- What is asked:
Copy the records below line for line without changing anything, and leave the pictures out of your copy.

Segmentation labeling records
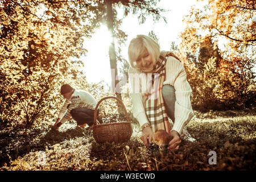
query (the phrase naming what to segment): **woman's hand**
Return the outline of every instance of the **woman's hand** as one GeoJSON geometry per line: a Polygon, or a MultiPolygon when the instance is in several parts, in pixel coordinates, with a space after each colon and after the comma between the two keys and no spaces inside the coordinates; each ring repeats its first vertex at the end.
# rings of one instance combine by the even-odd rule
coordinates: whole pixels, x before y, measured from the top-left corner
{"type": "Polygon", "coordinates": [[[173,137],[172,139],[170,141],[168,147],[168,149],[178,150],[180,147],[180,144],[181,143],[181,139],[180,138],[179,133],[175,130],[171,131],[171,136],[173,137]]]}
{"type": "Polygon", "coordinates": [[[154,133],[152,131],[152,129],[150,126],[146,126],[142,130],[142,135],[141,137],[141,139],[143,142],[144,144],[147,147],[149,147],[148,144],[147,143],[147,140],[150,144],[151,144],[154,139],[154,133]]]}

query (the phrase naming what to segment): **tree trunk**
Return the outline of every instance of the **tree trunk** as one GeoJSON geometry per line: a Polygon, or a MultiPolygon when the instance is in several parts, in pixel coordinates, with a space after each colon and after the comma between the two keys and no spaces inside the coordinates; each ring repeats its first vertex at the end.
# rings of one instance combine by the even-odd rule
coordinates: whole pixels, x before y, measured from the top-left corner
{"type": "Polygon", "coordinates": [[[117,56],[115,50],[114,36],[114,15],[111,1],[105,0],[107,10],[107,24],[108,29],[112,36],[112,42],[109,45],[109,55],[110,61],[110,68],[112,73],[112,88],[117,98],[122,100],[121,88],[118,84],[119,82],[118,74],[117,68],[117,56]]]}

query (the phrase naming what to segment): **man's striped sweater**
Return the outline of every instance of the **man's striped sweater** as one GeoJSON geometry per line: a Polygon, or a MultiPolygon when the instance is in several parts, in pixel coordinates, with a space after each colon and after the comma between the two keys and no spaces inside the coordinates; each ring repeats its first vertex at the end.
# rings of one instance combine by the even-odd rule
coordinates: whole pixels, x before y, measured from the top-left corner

- Task response:
query (the phrase naming what to segment): **woman's hand**
Return the outline of every instance of the **woman's hand** as one GeoJSON geometry per line: a Polygon, or a MultiPolygon when the instance is in several parts, in pixel coordinates, with a space after each colon and after the comma between the two keys and no spaces inside the coordinates; each ring repeats its first vertex at the end.
# rings of one instance combine by the even-odd rule
coordinates: whole pixels, x before y, measured from the top-left corner
{"type": "Polygon", "coordinates": [[[173,137],[172,139],[170,141],[168,147],[168,149],[178,150],[180,147],[180,144],[181,143],[181,139],[180,138],[179,133],[175,130],[171,131],[171,136],[173,137]]]}
{"type": "Polygon", "coordinates": [[[154,133],[152,131],[152,129],[150,126],[146,126],[142,130],[142,135],[141,137],[141,139],[143,142],[144,144],[147,147],[149,147],[148,144],[147,143],[147,140],[150,144],[151,144],[154,139],[154,133]]]}

query (the phrase naming what to segment): **tree trunk**
Return the outline of every instance of the **tree trunk** as one GeoJSON geometry per line: a Polygon, or a MultiPolygon when the instance is in several parts, in pixel coordinates, with a space after each colon and after the comma between the two keys and no spaces inside the coordinates; each ring repeats its first vertex at the end.
# rings of one instance combine by the even-odd rule
coordinates: whole pixels, x before y, measured from the top-left corner
{"type": "Polygon", "coordinates": [[[117,56],[115,50],[114,36],[114,15],[111,1],[105,0],[107,10],[107,24],[108,29],[112,36],[112,42],[109,45],[109,55],[110,61],[110,68],[112,73],[112,88],[117,98],[122,100],[121,88],[118,84],[119,82],[118,74],[117,68],[117,56]]]}

query (the phrase naming what to segment): **man's striped sweater**
Return the outline of every instance of the **man's striped sweater** as one GeoJSON geometry per line: a Polygon, or a MultiPolygon when the instance is in several parts, in pixel coordinates, with a space after each colon and after the comma between the two keys and no spaces inside the coordinates; each ring repeats its first vertex at the end.
# rings of one instance combine by the even-odd rule
coordinates: whole pixels, x before y, measured from the top-left corner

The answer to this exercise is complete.